+++ Page excerpt +++

By Erin Burcham Taylor. You can follow Erin and all of her writing on Twitter @erinhbtaylor.

No one gives you a funny look when your middle name is Elizabeth.

The question, “What’s your middle name?” was enough to make me feel like getting up and running for the door during all of the elementary school get to know you games. Sure I could have lied, but I always answered truthfully with “Harbeck.” “It was my grandmother’s maiden name,” I’d quickly add, feeling the need to explain why my parents hadn’t thought of these painful school day situations when they named me.

“You’ll appreciate it when you’re older,” my mother would remind me. I guess she knew best because, after all, Harbeck was also her middle name. Although, I think it’s important to mention that my sister’s middle name is Ann.

My mom was right. I not only accepted Harbeck, but also became proud to share it when people asked me the once dreaded middle name question.

It’s weird how you can have a connection with someone you barely knew, but that’s what developed once I realized that Harbeck was the one thing I could share with a woman I was intended to share birthday parties, shopping trips, and family recipes. Instead, my grandmother became a guardian angel and someone I asked God to take care of during my nightly prayers. Though I was too young to really understand what any of that meant, I knew that she was very special.

I was born on my grandparents’ anniversary. The two were WWII sweethearts in the process of growing old together when my grandma Harriet was diagnosed with cancer. Still, the couple was excited to celebrate their anniversary with the birth of their new granddaughter. And they were optimistic about an experimental treatment to which my grandma was responding well.

A year and a half later, my grandma passed away, long before I could create enough memories to carry in my head. Instead, I only knew her from a few photos and the stories my mom and grandpa would share with me. Though I loved my paternal grandmother, I still felt cheated. I couldn’t help but feel like she and I were supposed to KNOW each other. I was the third grandchild, the first girl, and the only granddaughter my grandmother knew.

+++

> Required tasks
1. Summarize the essay about the middle name Harbeck in two sentences.
2. Extend the essay about the middle name Harbeck, picking up after its final sentence.

+++ Provided data +++

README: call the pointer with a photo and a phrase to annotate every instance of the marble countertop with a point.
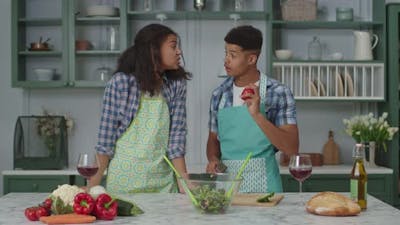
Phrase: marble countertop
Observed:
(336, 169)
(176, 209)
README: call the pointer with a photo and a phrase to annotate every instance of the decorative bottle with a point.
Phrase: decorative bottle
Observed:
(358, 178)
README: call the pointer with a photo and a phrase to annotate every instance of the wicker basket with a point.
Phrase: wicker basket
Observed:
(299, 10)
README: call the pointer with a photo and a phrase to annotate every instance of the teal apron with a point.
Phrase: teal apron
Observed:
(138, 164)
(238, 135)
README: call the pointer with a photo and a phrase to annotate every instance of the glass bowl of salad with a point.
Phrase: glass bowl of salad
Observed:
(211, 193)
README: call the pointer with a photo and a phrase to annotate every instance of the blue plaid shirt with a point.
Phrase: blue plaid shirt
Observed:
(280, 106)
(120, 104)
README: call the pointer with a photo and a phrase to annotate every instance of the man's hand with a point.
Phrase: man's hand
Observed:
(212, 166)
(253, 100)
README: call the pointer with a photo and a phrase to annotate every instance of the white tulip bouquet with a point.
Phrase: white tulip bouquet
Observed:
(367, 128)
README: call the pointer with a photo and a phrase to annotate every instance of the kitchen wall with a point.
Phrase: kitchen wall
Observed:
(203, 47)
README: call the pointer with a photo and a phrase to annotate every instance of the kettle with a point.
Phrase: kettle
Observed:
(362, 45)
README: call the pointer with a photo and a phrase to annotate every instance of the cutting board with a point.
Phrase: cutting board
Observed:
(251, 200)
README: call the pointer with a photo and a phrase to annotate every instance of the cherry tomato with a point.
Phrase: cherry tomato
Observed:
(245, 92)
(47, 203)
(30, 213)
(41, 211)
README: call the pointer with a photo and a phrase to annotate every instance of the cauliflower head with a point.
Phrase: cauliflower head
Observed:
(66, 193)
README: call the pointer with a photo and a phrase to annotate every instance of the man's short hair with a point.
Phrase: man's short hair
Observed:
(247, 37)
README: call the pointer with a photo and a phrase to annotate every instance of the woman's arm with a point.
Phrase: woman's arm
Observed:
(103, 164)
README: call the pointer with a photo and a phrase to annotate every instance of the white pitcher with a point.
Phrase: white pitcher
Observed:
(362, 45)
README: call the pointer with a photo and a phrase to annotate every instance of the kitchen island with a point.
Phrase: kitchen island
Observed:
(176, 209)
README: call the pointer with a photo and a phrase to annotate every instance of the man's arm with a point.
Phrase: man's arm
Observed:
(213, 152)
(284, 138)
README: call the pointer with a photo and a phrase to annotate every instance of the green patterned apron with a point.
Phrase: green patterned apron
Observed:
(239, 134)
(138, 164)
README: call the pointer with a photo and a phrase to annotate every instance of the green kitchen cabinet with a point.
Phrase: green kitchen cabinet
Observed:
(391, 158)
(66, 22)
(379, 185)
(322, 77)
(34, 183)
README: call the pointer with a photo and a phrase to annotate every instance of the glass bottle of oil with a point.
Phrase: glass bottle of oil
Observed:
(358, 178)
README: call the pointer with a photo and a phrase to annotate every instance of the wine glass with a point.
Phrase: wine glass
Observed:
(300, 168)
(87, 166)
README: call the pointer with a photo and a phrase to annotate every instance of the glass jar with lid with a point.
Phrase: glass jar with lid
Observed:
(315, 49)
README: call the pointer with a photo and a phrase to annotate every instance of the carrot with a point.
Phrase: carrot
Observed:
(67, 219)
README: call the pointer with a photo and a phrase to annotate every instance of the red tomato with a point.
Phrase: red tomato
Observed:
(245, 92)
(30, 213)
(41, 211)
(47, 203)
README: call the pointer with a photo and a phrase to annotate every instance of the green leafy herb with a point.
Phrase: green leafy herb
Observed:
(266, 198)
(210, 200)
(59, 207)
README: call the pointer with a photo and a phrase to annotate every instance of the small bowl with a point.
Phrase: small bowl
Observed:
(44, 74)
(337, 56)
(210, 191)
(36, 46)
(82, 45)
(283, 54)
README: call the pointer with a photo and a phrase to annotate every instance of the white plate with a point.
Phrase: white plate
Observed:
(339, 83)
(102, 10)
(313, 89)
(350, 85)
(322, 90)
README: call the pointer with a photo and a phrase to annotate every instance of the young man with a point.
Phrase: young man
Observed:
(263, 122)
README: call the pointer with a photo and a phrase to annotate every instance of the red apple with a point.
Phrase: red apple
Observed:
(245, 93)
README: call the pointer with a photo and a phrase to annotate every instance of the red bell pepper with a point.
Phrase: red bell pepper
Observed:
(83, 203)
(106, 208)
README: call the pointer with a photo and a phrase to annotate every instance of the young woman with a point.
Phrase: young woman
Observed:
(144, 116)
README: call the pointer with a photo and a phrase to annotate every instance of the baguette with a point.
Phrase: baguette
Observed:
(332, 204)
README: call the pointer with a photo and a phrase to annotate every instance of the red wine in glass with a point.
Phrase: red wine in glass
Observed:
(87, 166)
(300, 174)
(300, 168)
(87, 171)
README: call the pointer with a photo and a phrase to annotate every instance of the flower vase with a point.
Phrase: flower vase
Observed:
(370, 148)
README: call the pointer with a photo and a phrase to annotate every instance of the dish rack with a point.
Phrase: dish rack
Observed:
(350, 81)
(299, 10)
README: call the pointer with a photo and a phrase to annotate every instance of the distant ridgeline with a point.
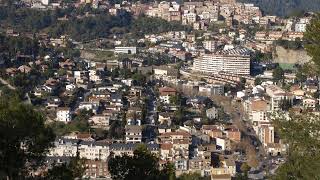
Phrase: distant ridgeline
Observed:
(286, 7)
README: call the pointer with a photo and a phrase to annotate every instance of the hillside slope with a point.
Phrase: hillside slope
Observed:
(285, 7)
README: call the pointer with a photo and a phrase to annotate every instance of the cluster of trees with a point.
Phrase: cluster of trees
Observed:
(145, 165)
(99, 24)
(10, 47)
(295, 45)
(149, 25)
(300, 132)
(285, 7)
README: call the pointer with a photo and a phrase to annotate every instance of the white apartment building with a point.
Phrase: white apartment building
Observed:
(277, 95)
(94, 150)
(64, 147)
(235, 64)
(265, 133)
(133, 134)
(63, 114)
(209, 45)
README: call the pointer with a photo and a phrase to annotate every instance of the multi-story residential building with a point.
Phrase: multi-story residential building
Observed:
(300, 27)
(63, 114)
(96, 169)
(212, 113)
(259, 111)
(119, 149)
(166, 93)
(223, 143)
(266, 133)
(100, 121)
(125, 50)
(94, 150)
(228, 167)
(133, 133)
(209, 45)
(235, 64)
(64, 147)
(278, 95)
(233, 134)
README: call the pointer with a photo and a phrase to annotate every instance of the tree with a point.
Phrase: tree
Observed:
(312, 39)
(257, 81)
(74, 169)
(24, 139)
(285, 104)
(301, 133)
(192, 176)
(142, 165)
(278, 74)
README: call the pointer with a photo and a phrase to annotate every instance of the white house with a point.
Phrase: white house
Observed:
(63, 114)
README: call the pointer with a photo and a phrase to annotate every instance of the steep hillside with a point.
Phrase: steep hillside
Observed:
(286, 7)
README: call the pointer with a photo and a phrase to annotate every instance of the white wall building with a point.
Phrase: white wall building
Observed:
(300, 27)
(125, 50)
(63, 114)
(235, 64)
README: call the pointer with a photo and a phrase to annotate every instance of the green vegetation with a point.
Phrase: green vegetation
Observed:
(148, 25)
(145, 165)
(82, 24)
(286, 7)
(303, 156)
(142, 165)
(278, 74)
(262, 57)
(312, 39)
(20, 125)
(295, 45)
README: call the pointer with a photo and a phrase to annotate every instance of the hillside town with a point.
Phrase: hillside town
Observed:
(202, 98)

+++

> Exercise responses
1. The writer's middle name, Harbeck, was her grandmother's maiden name, and although it made her want to run for the door during elementary school get-to-know-you games, she came to be proud of it, as her mother had predicted. Born on her grandparents' anniversary, she lost her grandmother Harriet to cancer a year and a half later, and while the shared name gave her a connection to her grandmother, she still felt cheated of the chance to know her.

2.
Every year on my birthday, my grandpa would bring me a yellow rose. It was my grandmother’s favorite flower. Though I didn’t realize the correlation until I was older, I felt special that he continued to honor her through me. I adored my grandfather and our relationship made me realize that I would have also been equally close with Grandma Harriet.

I remember staring at the black and white photo in our living room of my grandparents on their wedding day … my grandpa in his Air Force uniform, my grandma in a long sleeved, button up satin gown. My mom and aunt had both worn the same dress as brides, and I always thought I’d carry on the tradition.

Throughout my childhood wedding planning, the colors, flowers, and of course the groom had changed over the years, but my grandmother’s dress had always been a part of my big day. As to be expected, when I became engaged in 2010, the 1940’s gown no longer fit my style. Still, it was important to me to find something of hers to wear. I hoped I could wear the dress’s matching veil, but it didn’t fit the outdoor farm wedding I was planning. I was sad, but hoped I could find something that at the very least had been in the Harbeck family.

During a trip to Nebraska to visit my parents for Christmas, my mom took me to the bank downtown to open the family safety deposit box to look at some jewelry she thought I might like for the wedding.

Inside the box of paperwork and old coins lay a faded purple envelope. “I forgot this was in here,” my mom said. It was a U.S. savings bond, purchased in April 1982, a month after my birth. “My parents gave this to you,” she said. “You can have this if you want,” she said. Written on the outside of the envelope was a social security number I didn’t recognize. “I think that was my mother’s,” my mom said. “You should cash it in and use it for your wedding.”

I felt a wave of emotion as I held this final gift from my grandmother. She would never see me grow to become a bride, but at that moment, I knew she had believed in me and had wanted to contribute to my future.

The cash value of the bond was $138, enough to purchase a pair of opal earrings to match a pendant my future husband had given me. I wore them on my wedding day.

After the wedding, my paternal grandma told my mom, “She reminded me of your mom as she walked down the aisle.” It was a compliment too meaningful than to have just been a coincidence.

Some women choose to change their middle name to their maiden name after they get married, but I couldn’t imagine parting with Harbeck. After all these years, it kind of suits me. It’s a constant reminder of a legacy I was lucky enough to inherit.

I don’t have any children, but if I have a daughter, she better be prepared to answer proudly when people ask her middle name.